>> Begin TASK INPUTS
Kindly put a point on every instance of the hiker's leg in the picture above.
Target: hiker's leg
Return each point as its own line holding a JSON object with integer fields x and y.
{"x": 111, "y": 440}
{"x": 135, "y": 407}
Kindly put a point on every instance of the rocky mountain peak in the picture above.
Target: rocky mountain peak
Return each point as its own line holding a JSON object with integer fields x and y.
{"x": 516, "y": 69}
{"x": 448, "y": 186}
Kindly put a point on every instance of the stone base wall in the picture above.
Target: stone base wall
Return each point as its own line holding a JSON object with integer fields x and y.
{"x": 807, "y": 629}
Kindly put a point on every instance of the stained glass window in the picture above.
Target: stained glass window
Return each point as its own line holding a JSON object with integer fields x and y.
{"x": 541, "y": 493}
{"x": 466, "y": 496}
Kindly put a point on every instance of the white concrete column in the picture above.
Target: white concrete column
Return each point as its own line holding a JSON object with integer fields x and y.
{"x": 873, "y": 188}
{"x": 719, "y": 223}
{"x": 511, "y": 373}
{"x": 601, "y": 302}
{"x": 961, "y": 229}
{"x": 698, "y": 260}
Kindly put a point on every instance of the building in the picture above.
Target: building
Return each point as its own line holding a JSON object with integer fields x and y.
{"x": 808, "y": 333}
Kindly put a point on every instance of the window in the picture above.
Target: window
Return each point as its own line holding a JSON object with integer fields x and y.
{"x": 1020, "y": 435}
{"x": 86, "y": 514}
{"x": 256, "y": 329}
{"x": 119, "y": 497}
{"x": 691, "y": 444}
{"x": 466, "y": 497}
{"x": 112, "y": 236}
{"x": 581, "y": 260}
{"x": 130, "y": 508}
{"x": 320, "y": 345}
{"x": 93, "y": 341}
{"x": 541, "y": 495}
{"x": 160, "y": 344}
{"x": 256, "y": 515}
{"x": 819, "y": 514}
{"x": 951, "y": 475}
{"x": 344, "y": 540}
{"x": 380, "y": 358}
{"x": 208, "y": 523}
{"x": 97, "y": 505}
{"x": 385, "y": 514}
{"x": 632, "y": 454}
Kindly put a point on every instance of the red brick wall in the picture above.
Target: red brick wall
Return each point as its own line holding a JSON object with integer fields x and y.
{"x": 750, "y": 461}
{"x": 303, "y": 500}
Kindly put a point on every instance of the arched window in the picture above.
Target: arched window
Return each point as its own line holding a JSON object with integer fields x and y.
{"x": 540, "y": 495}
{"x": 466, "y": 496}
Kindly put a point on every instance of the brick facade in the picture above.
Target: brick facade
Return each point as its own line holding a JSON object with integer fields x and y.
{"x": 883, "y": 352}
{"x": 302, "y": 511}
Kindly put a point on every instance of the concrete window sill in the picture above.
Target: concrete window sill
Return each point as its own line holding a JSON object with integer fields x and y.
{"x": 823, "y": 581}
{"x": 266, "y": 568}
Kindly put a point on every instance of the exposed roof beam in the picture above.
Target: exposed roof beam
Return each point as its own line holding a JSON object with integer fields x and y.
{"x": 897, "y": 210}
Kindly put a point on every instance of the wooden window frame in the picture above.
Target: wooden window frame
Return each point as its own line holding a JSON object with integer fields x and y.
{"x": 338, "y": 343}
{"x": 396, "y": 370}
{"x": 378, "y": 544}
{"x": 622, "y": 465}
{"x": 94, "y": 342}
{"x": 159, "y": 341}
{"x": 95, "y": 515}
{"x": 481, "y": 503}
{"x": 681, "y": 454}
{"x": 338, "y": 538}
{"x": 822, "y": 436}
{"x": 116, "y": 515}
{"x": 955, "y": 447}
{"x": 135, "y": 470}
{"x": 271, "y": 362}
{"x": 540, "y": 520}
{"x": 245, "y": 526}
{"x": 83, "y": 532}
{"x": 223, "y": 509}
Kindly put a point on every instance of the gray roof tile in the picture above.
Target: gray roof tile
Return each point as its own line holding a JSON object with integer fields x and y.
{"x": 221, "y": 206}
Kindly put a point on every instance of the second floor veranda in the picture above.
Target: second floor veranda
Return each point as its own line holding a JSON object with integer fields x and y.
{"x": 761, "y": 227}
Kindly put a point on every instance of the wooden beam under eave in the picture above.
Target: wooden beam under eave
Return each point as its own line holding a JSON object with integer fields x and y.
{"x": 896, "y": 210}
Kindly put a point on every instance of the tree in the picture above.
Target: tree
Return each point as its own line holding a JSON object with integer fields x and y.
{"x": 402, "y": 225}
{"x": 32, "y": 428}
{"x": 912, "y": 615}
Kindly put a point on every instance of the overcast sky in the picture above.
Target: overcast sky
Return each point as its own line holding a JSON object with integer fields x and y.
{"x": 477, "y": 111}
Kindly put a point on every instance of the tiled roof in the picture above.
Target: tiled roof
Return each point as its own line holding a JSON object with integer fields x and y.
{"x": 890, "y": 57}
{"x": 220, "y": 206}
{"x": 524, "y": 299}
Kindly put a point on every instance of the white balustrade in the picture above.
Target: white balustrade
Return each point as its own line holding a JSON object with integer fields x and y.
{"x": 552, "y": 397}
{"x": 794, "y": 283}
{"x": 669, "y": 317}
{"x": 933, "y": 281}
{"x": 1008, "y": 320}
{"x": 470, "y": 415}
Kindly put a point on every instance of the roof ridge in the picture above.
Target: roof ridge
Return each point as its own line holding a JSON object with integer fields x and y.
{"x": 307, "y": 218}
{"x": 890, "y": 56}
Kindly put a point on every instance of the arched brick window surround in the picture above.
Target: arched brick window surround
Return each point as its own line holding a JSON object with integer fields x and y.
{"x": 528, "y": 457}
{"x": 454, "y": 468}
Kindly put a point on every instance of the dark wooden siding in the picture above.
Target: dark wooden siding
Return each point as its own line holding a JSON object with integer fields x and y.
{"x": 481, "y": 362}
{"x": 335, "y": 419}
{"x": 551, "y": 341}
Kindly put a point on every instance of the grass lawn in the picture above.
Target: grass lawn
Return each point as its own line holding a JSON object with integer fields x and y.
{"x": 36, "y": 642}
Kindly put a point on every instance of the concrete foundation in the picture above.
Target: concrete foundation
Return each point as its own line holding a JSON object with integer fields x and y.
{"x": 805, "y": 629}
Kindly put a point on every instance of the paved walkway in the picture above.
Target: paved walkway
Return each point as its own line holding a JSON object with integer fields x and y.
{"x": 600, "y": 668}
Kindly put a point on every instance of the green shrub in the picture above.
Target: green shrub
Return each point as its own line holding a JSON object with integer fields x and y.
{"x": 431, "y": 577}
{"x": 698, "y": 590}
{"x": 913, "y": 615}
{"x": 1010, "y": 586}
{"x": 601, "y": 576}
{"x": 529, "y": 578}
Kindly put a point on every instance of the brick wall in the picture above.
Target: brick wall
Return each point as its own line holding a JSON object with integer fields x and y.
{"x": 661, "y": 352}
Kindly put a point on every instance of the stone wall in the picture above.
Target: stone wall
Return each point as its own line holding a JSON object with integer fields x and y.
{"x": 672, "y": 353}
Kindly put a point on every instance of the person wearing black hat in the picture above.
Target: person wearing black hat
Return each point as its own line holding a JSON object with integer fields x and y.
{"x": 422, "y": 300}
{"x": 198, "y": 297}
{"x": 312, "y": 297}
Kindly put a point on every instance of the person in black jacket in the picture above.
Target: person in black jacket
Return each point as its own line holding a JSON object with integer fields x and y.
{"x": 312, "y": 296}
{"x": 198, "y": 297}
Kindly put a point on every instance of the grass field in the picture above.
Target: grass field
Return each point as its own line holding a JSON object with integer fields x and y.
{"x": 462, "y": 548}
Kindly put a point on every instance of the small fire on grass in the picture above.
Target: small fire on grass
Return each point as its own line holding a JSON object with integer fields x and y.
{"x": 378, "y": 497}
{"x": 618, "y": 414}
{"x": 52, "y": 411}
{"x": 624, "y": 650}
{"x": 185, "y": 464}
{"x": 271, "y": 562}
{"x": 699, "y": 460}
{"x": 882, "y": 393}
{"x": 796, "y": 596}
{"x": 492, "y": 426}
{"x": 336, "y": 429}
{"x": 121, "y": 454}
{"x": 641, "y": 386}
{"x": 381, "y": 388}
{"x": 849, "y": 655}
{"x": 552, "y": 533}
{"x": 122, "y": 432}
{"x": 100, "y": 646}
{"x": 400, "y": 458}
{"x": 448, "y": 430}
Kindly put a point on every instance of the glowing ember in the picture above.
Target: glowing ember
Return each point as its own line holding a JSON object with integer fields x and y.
>> End TASK INPUTS
#### SHORT EXERCISE
Please copy the entries word for word, from the line with "Kindly put a point on every instance of the grass field" up to and including the last line of the entries above.

#### WRITTEN RESPONSE
Kindly put a point on every instance of the grass field in the picture above.
Target: grass field
Return each point as its own line holding a JSON object with integer fields x and y.
{"x": 462, "y": 548}
Kindly put a point on every instance of the small fire on grass in the picture above.
Target: small fire on grass
Return each point as its own line holding a JSON object with integer fields x and y.
{"x": 378, "y": 497}
{"x": 618, "y": 414}
{"x": 52, "y": 411}
{"x": 624, "y": 650}
{"x": 185, "y": 464}
{"x": 271, "y": 562}
{"x": 699, "y": 460}
{"x": 882, "y": 393}
{"x": 796, "y": 596}
{"x": 492, "y": 426}
{"x": 336, "y": 429}
{"x": 121, "y": 454}
{"x": 641, "y": 386}
{"x": 381, "y": 388}
{"x": 849, "y": 655}
{"x": 552, "y": 533}
{"x": 122, "y": 432}
{"x": 100, "y": 646}
{"x": 400, "y": 458}
{"x": 448, "y": 430}
Kindly put a point on every instance of the glowing ember in the picture above.
Target: glowing ember
Return each point as its own line holding a JSON object with integer fields x and y.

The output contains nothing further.